**THE DATA:**
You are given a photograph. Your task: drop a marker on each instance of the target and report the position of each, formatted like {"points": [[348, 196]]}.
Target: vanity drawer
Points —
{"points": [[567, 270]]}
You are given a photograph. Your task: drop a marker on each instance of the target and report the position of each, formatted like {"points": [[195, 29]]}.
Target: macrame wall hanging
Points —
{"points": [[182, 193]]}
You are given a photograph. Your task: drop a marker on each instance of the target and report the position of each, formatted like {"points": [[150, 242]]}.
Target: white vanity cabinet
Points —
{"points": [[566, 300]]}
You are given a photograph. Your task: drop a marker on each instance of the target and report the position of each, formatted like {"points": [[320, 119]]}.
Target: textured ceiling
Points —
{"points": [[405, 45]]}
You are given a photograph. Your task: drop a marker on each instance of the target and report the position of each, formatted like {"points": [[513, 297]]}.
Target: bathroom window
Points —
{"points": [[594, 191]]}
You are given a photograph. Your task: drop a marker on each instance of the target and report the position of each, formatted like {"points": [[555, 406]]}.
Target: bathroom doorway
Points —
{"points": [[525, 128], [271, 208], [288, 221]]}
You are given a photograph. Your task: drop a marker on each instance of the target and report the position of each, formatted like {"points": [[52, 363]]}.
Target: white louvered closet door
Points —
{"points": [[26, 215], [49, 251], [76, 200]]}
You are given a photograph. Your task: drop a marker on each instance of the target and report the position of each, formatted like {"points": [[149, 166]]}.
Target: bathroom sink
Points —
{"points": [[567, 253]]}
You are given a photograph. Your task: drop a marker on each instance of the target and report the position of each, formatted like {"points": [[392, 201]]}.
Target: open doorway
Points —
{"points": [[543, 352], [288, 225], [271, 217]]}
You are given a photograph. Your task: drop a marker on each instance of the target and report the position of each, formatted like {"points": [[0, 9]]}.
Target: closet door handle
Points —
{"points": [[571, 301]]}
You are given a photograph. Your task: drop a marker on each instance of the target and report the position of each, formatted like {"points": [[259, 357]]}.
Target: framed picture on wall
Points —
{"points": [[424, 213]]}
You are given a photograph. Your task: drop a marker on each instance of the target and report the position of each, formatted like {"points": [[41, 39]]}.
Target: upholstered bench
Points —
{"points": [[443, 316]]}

**EXERCISE DESCRIPTION:** Copy out every line of the data above that contains the word "bathroom".

**RESPONSE TO THE TASK:**
Target: bathroom window
Target: bathroom doorway
Target: bathroom sink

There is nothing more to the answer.